■ **Instructions to follow**
Return all of the entries below exactly as they are given.

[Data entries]
'''
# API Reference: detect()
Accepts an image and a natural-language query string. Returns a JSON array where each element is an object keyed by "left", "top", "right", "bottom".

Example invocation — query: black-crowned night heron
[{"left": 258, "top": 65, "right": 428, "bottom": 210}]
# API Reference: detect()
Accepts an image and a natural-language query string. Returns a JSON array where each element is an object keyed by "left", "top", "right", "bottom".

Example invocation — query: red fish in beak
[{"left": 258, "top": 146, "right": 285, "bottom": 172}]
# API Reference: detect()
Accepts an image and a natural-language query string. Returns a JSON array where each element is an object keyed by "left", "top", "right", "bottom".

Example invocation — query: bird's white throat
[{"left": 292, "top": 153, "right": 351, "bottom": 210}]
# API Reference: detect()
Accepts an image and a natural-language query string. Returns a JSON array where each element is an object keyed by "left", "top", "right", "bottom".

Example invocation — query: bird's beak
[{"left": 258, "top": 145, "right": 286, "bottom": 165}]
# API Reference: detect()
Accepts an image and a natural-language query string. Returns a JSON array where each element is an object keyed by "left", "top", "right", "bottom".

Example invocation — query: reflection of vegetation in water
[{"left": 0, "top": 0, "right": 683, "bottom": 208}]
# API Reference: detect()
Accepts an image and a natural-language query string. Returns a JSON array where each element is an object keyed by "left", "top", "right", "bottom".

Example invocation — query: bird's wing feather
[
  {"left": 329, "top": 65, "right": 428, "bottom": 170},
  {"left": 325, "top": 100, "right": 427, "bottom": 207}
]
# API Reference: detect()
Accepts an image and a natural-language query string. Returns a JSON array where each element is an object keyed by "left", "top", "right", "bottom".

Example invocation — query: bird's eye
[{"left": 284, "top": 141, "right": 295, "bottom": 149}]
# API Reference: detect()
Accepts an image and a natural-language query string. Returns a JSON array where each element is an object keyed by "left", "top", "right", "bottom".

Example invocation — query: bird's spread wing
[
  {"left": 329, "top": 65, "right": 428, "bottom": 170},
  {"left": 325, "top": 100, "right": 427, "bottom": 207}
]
'''
■ **Result for this exercise**
# API Reference: detect()
Accepts an image and a natural-language query string. Returns a JSON array where each element is an object keyed by "left", "top", "right", "bottom".

Example invocation — query: black-crowned night heron
[{"left": 258, "top": 65, "right": 428, "bottom": 210}]
# API Reference: detect()
Accepts an image and a natural-language query string. Returns a JSON array where each element is an object keyed by "left", "top", "right", "bottom".

Example invocation — query: red fish in beak
[{"left": 258, "top": 146, "right": 285, "bottom": 172}]
# API Reference: detect()
Accepts an image and a natural-language query string. Returns a JSON array where each element is an object keyed by "left", "top", "right", "bottom".

Example invocation — query: bird's white throat
[{"left": 292, "top": 153, "right": 351, "bottom": 210}]
# API Reference: detect()
Accepts an image and a natural-language query string. Returns a JSON array where each element is an object keyed by "left", "top", "right", "bottom".

Example invocation — query: bird's beak
[{"left": 258, "top": 145, "right": 286, "bottom": 165}]
# API Reference: detect()
Accepts an image and a natural-language query string. Returns a JSON array where each element is an object keyed by "left", "top", "right", "bottom".

Example invocation — query: reflection of vegetation in water
[{"left": 0, "top": 0, "right": 683, "bottom": 208}]
# API Reference: detect()
Accepts an image and a natural-language query string. Returns a JSON array where each element is an object keyed by "left", "top", "right", "bottom".

Example invocation — query: bird's wing feather
[
  {"left": 329, "top": 65, "right": 428, "bottom": 170},
  {"left": 325, "top": 100, "right": 427, "bottom": 207}
]
# API Reference: detect()
Accepts an image and a natural-language query string. Returns a JSON array where each element is an object keyed by "left", "top", "right", "bottom".

Example invocation — query: bird's eye
[{"left": 284, "top": 141, "right": 295, "bottom": 149}]
# API Reference: detect()
Accepts an image and a natural-language query string. Returns a JSON array where each element is an object keyed by "left", "top", "right", "bottom".

Example invocation — query: bird's spread wing
[
  {"left": 329, "top": 65, "right": 428, "bottom": 170},
  {"left": 325, "top": 100, "right": 427, "bottom": 207}
]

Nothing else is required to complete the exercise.